[Coordinate annotation records]
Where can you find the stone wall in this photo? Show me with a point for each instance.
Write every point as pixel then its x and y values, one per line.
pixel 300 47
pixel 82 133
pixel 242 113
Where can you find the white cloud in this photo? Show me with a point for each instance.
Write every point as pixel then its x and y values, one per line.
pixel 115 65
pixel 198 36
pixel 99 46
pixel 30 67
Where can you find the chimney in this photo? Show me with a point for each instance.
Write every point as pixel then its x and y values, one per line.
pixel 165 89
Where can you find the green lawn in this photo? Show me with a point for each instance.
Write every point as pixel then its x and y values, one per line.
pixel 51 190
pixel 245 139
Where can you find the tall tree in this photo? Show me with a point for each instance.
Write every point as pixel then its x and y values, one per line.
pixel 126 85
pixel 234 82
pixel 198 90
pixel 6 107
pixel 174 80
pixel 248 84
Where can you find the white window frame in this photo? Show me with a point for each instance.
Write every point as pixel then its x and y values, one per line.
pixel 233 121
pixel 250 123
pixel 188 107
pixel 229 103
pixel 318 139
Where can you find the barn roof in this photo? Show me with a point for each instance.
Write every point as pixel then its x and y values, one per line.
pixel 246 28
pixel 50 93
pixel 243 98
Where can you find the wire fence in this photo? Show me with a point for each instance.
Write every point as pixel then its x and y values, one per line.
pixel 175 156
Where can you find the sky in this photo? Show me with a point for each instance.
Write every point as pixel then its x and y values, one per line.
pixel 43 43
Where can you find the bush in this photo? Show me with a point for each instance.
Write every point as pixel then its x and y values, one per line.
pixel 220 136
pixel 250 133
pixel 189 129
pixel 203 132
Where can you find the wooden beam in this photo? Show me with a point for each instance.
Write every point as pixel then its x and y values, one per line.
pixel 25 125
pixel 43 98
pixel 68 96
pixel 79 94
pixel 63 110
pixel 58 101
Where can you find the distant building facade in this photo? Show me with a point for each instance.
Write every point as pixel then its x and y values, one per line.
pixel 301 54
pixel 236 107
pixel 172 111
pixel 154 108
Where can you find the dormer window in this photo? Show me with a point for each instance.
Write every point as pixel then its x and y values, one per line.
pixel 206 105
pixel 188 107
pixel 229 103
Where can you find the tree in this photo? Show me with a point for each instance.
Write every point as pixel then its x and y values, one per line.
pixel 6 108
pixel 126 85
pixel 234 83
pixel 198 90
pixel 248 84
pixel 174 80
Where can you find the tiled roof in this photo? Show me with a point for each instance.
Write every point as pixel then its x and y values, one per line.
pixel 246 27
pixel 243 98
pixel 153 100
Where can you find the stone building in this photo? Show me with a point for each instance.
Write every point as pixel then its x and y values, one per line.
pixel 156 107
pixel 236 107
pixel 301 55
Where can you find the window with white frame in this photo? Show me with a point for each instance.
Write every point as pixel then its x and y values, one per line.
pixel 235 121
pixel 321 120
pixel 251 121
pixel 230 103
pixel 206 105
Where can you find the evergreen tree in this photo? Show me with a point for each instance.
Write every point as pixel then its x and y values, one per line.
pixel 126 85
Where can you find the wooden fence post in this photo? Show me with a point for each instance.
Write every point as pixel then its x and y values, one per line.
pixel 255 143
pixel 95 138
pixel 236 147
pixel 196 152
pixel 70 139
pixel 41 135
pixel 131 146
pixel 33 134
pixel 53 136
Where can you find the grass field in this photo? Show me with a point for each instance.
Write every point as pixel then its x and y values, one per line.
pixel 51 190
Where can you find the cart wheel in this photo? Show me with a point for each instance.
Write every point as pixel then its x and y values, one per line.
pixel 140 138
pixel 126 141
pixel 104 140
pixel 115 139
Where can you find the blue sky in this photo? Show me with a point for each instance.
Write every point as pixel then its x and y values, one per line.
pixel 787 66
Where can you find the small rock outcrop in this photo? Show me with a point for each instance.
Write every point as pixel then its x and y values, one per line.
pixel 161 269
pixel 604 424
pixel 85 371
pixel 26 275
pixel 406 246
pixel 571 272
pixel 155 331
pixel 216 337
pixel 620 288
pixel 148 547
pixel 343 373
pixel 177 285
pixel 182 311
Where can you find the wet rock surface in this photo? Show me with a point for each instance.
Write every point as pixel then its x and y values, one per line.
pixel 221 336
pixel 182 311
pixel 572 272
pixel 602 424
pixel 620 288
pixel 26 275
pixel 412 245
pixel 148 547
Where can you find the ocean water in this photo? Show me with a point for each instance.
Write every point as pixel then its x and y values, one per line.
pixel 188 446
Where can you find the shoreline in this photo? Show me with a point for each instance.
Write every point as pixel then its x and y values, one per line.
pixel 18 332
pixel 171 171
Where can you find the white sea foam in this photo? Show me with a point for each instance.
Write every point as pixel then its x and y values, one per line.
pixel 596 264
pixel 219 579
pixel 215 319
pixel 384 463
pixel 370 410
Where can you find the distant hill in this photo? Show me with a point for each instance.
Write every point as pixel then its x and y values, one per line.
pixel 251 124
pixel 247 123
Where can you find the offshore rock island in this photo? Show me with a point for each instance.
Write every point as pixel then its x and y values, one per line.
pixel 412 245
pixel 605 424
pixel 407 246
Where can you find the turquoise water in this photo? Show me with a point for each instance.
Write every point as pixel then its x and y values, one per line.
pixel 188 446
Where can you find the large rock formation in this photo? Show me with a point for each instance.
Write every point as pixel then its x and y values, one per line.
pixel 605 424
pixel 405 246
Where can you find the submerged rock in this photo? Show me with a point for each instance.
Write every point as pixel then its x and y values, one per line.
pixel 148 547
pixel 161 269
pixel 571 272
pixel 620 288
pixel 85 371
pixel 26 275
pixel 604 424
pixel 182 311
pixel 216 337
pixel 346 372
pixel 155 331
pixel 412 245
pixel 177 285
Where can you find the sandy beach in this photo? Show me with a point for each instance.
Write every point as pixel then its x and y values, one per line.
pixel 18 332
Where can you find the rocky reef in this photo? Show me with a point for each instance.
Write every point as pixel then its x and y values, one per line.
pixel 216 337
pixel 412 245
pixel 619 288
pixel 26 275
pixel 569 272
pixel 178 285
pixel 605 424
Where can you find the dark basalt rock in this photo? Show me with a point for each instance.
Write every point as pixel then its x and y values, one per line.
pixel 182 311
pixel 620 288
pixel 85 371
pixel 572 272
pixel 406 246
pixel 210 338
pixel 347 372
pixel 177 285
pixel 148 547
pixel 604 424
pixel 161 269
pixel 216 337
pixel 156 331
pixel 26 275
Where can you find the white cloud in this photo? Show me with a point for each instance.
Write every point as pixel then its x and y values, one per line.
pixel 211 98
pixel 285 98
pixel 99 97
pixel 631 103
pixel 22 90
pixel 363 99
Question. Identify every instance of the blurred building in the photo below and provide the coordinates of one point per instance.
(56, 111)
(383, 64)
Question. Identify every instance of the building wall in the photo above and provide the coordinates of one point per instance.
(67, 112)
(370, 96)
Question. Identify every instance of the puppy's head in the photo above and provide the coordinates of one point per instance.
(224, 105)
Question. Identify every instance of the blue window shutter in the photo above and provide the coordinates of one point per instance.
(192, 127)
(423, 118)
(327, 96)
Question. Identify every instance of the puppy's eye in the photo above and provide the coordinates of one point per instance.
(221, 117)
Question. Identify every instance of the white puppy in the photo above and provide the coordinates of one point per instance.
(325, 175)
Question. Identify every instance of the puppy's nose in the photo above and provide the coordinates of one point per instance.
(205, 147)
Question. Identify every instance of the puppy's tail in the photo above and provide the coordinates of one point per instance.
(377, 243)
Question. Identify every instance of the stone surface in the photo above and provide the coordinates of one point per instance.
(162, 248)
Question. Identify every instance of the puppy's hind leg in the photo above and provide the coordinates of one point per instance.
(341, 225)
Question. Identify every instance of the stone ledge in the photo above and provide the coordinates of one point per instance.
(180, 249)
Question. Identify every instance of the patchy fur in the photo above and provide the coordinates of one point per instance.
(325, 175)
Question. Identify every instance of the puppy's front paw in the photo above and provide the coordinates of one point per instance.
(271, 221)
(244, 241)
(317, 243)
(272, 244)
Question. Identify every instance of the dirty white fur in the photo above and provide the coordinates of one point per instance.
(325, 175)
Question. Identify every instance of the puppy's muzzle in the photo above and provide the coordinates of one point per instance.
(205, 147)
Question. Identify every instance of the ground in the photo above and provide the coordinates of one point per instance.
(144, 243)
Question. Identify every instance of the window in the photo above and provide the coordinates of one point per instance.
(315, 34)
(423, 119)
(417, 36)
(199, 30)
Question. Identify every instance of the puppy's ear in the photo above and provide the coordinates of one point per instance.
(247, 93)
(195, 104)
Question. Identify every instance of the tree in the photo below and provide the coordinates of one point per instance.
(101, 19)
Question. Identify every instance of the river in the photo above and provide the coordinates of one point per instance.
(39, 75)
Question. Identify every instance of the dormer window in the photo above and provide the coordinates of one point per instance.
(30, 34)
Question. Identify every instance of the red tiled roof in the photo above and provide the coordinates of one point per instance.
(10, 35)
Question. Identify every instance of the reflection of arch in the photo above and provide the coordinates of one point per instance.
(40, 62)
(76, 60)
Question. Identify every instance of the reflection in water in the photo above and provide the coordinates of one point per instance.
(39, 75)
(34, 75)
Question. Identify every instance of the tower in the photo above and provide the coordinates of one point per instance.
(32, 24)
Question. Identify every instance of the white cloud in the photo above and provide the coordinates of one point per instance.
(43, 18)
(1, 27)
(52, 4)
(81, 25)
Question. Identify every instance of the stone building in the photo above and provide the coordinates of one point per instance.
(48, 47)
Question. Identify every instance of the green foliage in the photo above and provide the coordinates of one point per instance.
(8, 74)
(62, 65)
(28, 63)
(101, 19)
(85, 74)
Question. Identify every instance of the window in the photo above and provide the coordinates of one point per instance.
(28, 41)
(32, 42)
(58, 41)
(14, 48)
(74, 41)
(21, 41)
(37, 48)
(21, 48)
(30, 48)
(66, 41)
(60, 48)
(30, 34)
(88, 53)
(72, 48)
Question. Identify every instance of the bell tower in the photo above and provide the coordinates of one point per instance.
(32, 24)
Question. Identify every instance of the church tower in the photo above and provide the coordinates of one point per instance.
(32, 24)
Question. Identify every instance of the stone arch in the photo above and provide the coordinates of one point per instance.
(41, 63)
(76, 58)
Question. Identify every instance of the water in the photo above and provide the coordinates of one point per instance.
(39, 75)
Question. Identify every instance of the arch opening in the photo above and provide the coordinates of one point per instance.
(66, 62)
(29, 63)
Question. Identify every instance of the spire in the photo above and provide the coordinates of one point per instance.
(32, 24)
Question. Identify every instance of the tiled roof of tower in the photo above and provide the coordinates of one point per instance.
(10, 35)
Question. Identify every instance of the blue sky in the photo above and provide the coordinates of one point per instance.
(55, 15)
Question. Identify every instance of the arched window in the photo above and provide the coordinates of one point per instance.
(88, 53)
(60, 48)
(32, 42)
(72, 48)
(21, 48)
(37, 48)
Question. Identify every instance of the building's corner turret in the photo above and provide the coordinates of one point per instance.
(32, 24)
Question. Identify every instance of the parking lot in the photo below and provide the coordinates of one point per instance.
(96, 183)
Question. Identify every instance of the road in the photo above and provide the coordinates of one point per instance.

### TASK TO CARRY OUT
Convert the records from their first line through the line containing "pixel 30 67" into a numbered list, with blank lines left out. Include nothing past that line.

### EXERCISE RESPONSE
1. Where can you find the stone wall in this photo? Show me with a point for each instance.
2. Write every point as pixel then its x and y values, one per line.
3. pixel 300 47
4. pixel 82 133
5. pixel 242 113
6. Where can you find the white cloud in this photo? Show me with a point for each instance.
7. Write every point as pixel then its x and y values, one per line.
8. pixel 115 65
9. pixel 198 36
10. pixel 99 46
11. pixel 30 67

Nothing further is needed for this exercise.